The problem -> Render the lines of the records as a JSON list of strings, one string per line and no blank lines, starting at the line containing "Where can the auction" and ending after the line containing "pixel 613 19". Include only those lines.
Begin Data supplied
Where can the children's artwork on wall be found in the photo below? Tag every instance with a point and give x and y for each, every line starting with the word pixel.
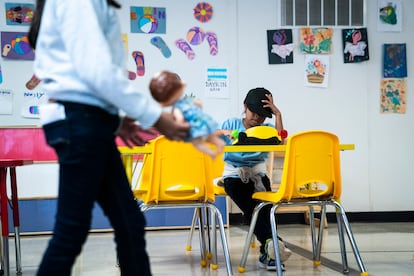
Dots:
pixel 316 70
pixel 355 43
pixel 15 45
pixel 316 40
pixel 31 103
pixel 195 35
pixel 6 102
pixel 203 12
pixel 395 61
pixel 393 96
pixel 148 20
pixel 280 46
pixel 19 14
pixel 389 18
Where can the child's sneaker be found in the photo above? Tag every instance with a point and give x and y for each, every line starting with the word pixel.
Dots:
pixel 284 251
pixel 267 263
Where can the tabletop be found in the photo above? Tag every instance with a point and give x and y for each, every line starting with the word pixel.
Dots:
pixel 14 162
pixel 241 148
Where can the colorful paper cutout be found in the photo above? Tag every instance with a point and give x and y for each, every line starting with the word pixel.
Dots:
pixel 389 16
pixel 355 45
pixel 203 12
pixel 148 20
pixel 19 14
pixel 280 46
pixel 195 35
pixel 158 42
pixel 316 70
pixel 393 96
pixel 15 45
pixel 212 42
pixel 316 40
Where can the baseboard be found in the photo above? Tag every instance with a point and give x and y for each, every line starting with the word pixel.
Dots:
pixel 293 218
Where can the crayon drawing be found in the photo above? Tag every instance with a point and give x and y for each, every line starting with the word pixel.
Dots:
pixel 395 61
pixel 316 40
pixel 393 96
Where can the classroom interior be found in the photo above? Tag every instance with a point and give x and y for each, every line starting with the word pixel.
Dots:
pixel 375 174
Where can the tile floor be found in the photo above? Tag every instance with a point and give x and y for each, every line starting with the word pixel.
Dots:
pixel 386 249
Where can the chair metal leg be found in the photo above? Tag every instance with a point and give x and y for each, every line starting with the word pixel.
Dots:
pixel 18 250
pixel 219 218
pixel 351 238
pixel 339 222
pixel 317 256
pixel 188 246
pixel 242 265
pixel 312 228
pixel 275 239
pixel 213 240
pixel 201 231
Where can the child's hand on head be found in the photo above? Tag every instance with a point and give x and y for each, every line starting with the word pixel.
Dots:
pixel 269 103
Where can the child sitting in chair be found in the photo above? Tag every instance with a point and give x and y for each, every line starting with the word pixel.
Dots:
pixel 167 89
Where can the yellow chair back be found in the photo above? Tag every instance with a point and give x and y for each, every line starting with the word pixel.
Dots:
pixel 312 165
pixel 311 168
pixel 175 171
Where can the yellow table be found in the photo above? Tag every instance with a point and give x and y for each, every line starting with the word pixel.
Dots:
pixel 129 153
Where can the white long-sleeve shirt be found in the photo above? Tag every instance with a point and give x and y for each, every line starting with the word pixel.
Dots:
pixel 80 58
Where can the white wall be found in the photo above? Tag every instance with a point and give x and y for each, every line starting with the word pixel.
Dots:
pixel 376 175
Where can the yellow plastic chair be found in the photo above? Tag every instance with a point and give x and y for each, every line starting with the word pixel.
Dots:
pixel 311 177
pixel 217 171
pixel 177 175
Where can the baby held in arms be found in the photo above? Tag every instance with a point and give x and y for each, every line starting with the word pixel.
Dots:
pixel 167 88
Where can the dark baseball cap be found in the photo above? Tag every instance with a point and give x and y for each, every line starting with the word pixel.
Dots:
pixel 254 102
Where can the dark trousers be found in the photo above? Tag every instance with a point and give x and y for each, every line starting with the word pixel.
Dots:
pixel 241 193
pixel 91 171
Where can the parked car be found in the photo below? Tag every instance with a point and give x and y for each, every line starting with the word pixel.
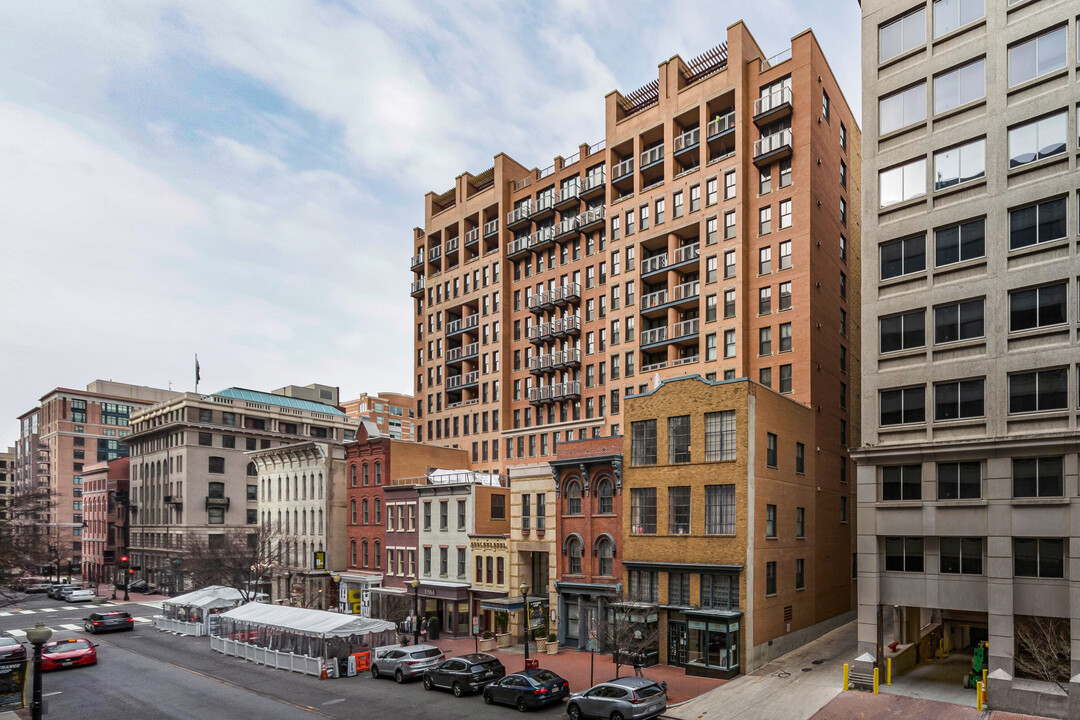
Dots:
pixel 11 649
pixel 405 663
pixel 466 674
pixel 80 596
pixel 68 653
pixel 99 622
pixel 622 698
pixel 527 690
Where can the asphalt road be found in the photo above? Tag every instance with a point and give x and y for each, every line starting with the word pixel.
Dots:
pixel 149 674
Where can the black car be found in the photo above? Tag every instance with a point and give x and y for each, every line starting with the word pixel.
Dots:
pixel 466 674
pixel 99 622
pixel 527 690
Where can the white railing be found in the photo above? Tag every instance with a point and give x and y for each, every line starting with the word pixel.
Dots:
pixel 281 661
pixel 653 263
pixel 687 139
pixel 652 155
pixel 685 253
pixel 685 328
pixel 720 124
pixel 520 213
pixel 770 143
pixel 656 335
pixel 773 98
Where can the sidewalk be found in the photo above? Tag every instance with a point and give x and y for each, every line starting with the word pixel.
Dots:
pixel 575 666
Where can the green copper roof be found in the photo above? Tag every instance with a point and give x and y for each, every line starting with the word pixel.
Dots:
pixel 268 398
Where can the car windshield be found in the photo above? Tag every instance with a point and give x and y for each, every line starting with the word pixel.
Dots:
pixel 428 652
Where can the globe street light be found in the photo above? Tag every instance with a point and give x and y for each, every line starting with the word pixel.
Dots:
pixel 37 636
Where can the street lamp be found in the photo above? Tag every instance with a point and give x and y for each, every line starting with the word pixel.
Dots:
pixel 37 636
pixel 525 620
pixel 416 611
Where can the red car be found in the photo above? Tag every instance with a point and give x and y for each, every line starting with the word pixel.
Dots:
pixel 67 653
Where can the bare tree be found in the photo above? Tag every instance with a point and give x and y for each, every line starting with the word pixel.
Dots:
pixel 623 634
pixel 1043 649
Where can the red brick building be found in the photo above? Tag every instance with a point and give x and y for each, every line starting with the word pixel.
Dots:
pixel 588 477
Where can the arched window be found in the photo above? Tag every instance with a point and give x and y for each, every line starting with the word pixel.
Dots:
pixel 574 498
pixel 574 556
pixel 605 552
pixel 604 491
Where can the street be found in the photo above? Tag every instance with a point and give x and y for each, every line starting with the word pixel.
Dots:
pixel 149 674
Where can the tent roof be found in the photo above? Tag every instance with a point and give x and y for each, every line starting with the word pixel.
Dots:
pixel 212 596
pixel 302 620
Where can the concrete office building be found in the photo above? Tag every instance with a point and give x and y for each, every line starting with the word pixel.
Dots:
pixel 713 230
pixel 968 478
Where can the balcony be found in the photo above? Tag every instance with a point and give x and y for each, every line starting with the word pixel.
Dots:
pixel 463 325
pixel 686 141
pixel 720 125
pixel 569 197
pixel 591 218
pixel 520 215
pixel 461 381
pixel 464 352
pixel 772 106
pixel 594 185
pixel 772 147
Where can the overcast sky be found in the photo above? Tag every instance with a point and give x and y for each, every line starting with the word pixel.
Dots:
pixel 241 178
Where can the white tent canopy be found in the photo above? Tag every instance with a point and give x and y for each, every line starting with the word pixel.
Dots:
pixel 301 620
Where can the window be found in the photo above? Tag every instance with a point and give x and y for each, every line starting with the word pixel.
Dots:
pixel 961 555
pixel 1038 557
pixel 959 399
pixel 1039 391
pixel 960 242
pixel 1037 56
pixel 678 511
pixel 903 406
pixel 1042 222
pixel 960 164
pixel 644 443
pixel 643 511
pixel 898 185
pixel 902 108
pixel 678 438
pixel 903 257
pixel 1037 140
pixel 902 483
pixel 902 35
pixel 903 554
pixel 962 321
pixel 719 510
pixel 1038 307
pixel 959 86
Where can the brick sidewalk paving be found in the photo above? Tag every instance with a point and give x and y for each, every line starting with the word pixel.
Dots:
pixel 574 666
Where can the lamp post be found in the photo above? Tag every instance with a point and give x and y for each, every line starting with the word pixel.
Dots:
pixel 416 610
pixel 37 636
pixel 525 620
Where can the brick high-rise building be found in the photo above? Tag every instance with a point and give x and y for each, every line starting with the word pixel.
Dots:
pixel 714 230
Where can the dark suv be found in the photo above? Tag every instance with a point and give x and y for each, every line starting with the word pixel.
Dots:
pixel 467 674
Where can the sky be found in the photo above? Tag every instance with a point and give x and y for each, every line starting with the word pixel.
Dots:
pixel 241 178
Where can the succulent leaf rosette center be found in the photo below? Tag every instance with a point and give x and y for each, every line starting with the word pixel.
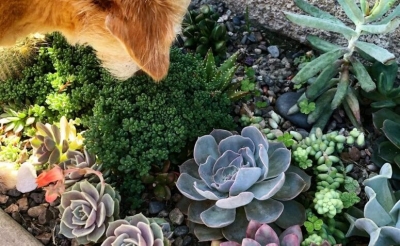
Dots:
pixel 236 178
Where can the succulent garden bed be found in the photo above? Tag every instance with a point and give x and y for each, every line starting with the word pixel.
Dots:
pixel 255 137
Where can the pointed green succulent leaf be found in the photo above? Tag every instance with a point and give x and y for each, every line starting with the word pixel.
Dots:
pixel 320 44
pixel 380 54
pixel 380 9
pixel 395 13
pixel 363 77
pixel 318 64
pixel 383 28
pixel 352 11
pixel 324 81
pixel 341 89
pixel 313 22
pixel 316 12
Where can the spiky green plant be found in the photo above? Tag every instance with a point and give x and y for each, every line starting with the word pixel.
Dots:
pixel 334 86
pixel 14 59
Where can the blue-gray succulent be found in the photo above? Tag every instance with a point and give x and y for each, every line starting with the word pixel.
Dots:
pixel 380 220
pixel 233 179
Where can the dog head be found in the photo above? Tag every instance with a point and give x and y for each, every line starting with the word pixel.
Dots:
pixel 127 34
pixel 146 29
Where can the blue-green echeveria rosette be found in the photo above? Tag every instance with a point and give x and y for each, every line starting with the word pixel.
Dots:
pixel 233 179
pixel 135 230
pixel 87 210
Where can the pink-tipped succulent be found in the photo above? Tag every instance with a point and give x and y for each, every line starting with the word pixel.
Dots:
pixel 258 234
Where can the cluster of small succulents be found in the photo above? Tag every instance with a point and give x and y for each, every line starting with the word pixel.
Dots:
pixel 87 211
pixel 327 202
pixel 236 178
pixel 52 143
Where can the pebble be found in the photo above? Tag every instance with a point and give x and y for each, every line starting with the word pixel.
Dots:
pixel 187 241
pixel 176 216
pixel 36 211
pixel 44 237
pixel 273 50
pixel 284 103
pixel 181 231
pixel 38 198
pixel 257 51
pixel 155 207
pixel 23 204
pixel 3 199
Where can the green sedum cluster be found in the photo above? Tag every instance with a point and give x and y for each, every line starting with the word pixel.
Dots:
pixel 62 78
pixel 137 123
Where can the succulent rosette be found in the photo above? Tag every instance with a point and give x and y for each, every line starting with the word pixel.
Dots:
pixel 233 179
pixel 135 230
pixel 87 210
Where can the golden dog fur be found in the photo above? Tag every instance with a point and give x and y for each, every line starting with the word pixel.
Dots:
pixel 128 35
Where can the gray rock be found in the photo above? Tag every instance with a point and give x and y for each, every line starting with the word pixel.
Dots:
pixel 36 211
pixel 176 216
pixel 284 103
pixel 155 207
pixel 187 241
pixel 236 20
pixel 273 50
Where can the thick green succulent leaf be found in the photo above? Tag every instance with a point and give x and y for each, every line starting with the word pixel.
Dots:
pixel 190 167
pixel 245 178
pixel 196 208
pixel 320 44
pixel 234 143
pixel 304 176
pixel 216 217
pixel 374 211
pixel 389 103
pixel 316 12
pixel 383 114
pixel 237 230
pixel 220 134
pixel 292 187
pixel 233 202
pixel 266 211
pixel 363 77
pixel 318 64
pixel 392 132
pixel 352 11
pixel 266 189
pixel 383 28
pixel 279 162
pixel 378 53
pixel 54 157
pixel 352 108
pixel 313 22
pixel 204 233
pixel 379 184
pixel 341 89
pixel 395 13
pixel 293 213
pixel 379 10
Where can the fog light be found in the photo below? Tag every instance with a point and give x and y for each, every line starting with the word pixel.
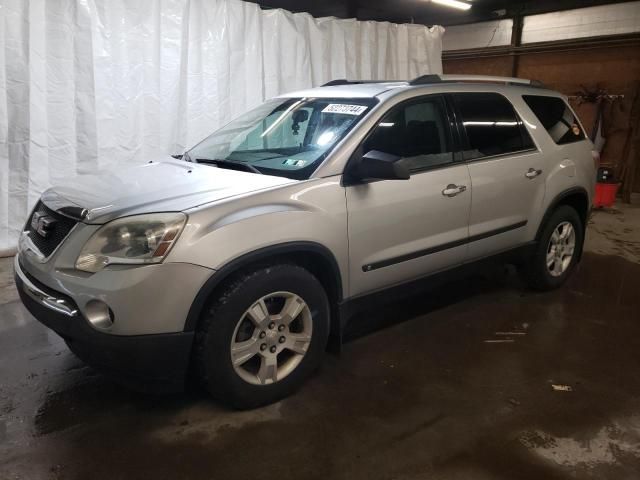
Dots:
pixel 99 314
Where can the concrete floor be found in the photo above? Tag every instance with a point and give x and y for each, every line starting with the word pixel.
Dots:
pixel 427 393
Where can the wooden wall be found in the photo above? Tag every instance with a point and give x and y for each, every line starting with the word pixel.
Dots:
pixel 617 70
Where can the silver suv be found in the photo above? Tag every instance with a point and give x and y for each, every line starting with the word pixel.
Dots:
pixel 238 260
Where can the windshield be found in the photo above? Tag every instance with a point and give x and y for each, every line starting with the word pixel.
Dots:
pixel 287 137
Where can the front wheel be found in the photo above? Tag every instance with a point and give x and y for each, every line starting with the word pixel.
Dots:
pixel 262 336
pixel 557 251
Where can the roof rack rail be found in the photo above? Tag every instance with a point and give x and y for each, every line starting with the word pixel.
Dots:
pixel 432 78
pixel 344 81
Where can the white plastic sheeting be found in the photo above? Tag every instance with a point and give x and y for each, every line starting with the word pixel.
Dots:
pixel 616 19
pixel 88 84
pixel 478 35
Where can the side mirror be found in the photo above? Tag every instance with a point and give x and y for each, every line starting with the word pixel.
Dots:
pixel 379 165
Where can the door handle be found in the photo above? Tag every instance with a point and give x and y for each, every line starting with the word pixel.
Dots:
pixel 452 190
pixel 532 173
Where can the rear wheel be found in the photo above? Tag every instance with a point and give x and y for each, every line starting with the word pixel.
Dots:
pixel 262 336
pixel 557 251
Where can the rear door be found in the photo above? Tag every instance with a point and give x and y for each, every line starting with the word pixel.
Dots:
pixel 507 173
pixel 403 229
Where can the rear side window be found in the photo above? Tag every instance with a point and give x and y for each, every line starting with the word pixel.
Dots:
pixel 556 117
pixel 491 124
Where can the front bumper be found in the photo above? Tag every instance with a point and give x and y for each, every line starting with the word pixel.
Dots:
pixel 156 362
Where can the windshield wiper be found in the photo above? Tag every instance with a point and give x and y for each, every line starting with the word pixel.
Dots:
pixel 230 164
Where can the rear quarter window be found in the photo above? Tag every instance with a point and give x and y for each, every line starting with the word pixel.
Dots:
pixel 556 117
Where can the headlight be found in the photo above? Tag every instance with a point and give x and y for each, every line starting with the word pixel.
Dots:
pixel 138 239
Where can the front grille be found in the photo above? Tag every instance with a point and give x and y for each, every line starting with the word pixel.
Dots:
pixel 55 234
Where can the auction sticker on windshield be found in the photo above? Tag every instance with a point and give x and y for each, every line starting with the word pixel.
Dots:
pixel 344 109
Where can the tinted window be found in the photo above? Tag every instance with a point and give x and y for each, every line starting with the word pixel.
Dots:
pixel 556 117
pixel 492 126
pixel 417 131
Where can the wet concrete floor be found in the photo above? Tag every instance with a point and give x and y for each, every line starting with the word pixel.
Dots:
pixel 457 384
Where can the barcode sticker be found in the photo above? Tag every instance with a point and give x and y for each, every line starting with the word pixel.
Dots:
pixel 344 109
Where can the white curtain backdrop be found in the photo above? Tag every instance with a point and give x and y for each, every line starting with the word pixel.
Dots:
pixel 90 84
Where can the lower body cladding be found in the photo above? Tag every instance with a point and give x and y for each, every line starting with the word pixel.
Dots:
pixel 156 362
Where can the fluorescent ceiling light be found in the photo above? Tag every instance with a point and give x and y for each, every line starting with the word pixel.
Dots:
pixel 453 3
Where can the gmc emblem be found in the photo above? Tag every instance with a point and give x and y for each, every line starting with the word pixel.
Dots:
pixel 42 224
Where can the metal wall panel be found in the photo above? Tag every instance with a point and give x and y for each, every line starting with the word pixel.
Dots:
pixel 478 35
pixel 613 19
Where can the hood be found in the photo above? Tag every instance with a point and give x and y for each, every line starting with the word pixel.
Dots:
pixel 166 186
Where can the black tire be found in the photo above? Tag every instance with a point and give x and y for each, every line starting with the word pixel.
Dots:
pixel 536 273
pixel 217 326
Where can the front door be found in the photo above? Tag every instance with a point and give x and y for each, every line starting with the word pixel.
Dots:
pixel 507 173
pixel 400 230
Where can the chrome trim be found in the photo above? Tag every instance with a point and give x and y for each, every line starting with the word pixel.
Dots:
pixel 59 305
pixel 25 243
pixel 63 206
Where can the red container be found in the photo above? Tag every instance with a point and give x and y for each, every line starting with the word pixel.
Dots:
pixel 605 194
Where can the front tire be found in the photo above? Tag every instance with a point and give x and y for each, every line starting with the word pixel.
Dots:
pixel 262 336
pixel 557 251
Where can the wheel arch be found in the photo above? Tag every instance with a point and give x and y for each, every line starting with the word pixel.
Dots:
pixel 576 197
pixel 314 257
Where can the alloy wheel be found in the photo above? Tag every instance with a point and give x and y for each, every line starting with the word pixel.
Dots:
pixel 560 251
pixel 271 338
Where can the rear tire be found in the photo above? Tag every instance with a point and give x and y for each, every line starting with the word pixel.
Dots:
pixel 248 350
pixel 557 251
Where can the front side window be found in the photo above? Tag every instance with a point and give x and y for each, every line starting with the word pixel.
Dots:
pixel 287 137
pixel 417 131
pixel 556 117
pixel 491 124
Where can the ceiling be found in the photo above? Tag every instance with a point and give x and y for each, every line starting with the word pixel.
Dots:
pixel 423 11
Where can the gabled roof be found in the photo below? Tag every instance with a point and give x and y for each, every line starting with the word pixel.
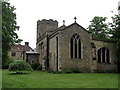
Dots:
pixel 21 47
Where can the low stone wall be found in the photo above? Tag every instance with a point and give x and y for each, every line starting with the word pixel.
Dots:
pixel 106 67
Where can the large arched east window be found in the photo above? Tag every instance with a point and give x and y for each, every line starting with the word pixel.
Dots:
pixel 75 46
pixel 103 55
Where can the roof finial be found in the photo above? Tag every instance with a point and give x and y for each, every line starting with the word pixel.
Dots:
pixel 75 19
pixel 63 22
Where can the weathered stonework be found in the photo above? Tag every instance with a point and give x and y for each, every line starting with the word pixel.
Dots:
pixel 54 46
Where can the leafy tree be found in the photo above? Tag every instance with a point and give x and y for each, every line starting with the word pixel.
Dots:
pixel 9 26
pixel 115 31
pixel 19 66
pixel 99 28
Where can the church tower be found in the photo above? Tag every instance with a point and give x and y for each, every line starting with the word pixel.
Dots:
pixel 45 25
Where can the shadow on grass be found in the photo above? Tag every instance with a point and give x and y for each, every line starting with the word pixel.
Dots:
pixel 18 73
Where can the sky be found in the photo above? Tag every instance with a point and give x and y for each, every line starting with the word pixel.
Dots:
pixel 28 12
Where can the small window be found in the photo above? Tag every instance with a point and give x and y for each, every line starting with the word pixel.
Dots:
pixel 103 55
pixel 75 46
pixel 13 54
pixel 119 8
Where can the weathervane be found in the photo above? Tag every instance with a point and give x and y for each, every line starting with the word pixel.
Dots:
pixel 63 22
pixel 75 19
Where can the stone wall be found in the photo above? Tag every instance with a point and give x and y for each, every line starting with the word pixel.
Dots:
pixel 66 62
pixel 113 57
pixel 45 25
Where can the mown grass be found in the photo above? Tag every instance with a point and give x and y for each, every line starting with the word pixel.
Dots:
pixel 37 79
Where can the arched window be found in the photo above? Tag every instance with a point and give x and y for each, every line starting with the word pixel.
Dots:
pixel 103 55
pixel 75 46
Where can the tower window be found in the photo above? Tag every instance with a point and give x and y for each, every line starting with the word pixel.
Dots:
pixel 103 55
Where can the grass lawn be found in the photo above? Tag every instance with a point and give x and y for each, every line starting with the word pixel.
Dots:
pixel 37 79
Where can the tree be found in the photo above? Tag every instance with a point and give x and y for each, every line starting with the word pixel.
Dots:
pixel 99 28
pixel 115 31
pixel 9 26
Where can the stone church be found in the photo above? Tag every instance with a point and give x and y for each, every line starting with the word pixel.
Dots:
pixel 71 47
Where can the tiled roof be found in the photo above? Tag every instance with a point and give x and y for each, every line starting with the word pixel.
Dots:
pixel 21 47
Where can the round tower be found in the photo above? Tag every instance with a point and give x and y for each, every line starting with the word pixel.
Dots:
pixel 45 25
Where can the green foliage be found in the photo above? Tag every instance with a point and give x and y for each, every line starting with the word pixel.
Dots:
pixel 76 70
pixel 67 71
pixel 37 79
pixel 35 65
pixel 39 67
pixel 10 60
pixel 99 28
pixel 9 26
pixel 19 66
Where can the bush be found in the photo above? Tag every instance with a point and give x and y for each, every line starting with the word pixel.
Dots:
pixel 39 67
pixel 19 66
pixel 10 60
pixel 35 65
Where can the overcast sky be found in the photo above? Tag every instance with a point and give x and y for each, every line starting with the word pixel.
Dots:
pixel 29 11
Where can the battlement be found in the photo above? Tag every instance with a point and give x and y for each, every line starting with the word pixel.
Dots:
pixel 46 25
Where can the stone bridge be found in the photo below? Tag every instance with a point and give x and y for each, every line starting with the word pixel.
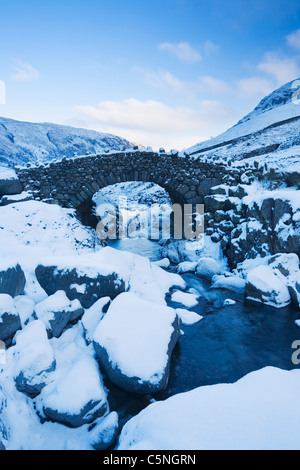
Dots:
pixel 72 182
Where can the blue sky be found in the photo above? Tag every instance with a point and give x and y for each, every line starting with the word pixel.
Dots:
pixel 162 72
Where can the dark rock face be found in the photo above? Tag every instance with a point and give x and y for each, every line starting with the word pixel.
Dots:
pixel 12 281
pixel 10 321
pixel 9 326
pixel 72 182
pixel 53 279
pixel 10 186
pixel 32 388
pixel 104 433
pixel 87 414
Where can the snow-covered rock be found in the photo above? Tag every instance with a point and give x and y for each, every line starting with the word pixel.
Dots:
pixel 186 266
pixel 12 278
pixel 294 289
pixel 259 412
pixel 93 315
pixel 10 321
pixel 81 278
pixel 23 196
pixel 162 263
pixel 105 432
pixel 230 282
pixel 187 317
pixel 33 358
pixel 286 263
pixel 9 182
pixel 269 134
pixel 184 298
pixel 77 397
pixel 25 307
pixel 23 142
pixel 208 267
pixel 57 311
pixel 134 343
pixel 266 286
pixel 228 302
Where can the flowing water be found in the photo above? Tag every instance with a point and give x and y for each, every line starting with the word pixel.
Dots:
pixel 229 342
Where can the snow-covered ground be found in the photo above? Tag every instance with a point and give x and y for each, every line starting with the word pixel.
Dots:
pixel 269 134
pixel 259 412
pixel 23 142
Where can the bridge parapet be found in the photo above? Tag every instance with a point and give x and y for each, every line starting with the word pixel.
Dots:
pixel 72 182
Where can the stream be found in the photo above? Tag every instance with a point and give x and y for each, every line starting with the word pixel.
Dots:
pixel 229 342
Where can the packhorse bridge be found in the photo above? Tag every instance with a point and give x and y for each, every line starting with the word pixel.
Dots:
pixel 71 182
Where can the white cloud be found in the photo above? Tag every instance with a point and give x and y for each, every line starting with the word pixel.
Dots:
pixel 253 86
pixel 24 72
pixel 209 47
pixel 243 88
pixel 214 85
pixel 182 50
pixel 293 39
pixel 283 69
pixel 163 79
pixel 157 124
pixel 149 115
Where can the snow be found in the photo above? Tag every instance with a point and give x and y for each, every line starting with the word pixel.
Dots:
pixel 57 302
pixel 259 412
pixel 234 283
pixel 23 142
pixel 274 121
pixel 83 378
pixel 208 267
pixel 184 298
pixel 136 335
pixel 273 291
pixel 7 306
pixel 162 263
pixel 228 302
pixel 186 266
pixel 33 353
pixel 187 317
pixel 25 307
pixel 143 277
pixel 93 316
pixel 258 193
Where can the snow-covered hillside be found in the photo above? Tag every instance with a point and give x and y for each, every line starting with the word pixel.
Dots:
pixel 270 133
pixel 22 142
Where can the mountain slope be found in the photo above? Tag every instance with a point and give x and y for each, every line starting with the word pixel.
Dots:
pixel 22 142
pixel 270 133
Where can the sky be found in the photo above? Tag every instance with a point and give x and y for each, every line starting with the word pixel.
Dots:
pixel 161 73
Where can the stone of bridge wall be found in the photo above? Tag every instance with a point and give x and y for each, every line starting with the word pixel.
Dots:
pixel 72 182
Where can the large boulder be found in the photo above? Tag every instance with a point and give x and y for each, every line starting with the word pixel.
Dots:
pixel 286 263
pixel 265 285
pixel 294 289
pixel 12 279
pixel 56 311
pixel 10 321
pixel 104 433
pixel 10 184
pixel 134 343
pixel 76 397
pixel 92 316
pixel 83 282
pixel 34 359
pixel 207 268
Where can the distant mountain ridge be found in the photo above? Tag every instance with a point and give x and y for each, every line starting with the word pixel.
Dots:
End Data supplied
Answer in full ->
[
  "Where can the auction sticker on windshield be found in the photo above? Tag every instance with a point and give x and y for each, every line starting with the word pixel.",
  "Dots:",
  "pixel 344 109",
  "Where can the tinted window be found in the photo above? Tag every instance with a point and give x and y for each, every line starting with the word pixel.",
  "Dots:",
  "pixel 556 117",
  "pixel 492 126",
  "pixel 417 131",
  "Where can the wet concrete floor be found in the photo above? Tag every instance with a point and give x and y for each, every line starting with the word pixel.",
  "Dots:",
  "pixel 457 384",
  "Where can the barcode sticker be found in the photo above? Tag every instance with a point and give x and y for each, every line starting with the word pixel.",
  "Dots:",
  "pixel 344 109",
  "Where can the white curtain backdrop be found in the photo above? Tag every instance with a point and give x and y for each, every line starting with the word pixel.",
  "Dots:",
  "pixel 90 84",
  "Where can the lower body cladding be found in the photo above? Tag every instance with a point and give x and y for each, every line starting with the word pixel.",
  "Dots:",
  "pixel 156 362",
  "Where can the fluorescent ceiling light be found in the photo above? Tag every instance with a point and give x and y for each, every line starting with the word pixel.",
  "Dots:",
  "pixel 453 3",
  "Where can the gmc emblem be found in the photo above? Tag every instance with a point and give x and y for each, every line starting with the word pixel.",
  "Dots:",
  "pixel 42 224",
  "Where can the metal wall panel be found in the photo above? Tag every instance with a point and give x and y for each, every line starting with the word pixel.",
  "Dots:",
  "pixel 478 35",
  "pixel 613 19"
]